*** The input Section Begins ***

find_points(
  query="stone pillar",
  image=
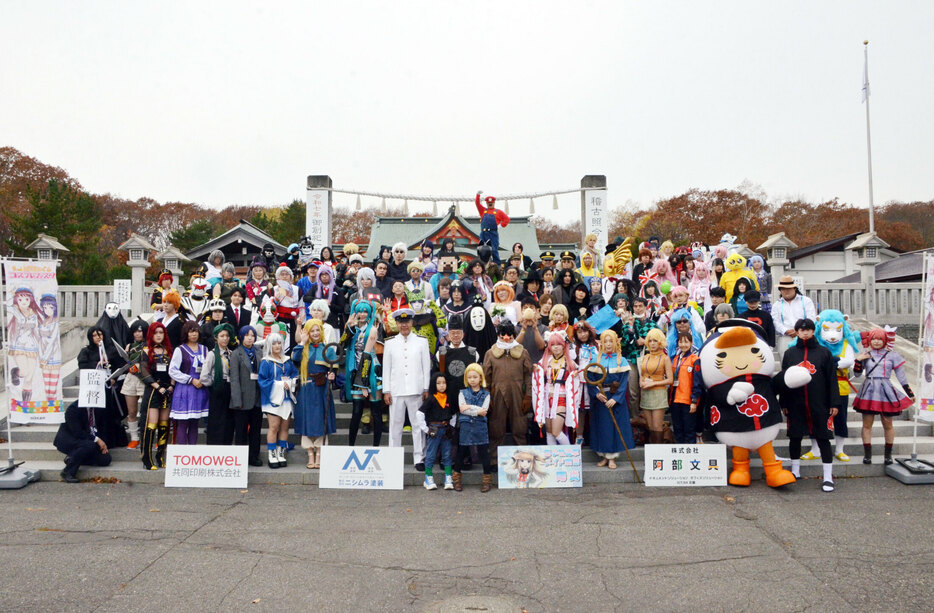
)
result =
(594, 210)
(318, 211)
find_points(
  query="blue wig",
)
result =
(835, 316)
(680, 315)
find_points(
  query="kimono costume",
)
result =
(604, 440)
(555, 390)
(877, 394)
(315, 415)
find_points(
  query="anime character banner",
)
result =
(540, 466)
(926, 340)
(34, 350)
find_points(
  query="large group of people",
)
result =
(586, 348)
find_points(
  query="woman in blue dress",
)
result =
(315, 416)
(610, 396)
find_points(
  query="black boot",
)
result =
(162, 436)
(146, 452)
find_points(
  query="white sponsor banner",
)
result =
(539, 466)
(361, 468)
(685, 465)
(122, 293)
(206, 466)
(318, 218)
(92, 390)
(596, 216)
(926, 341)
(34, 349)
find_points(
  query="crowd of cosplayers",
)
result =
(462, 353)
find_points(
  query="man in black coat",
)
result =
(810, 409)
(77, 439)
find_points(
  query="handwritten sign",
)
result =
(122, 293)
(92, 392)
(680, 465)
(206, 466)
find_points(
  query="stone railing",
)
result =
(895, 303)
(83, 301)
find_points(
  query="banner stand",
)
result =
(912, 471)
(12, 476)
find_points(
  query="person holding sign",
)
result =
(157, 395)
(190, 401)
(77, 439)
(99, 354)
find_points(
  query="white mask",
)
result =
(477, 318)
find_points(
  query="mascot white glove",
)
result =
(797, 376)
(740, 392)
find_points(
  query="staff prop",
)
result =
(589, 370)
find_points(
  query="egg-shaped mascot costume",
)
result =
(737, 368)
(735, 266)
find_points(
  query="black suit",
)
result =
(77, 441)
(244, 320)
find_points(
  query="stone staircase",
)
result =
(33, 444)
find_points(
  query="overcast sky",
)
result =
(236, 103)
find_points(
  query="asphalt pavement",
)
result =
(605, 547)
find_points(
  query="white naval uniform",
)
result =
(406, 370)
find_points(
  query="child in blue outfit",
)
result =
(473, 403)
(438, 418)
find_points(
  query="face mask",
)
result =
(477, 318)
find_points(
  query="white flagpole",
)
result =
(872, 221)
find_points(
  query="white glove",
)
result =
(797, 376)
(739, 392)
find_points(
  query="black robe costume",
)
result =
(809, 406)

*** The input Section Ends ***

# Exercise aim:
A single figure is the whole answer: the number of lines in the listing that contain the word "costume".

# Finished task:
3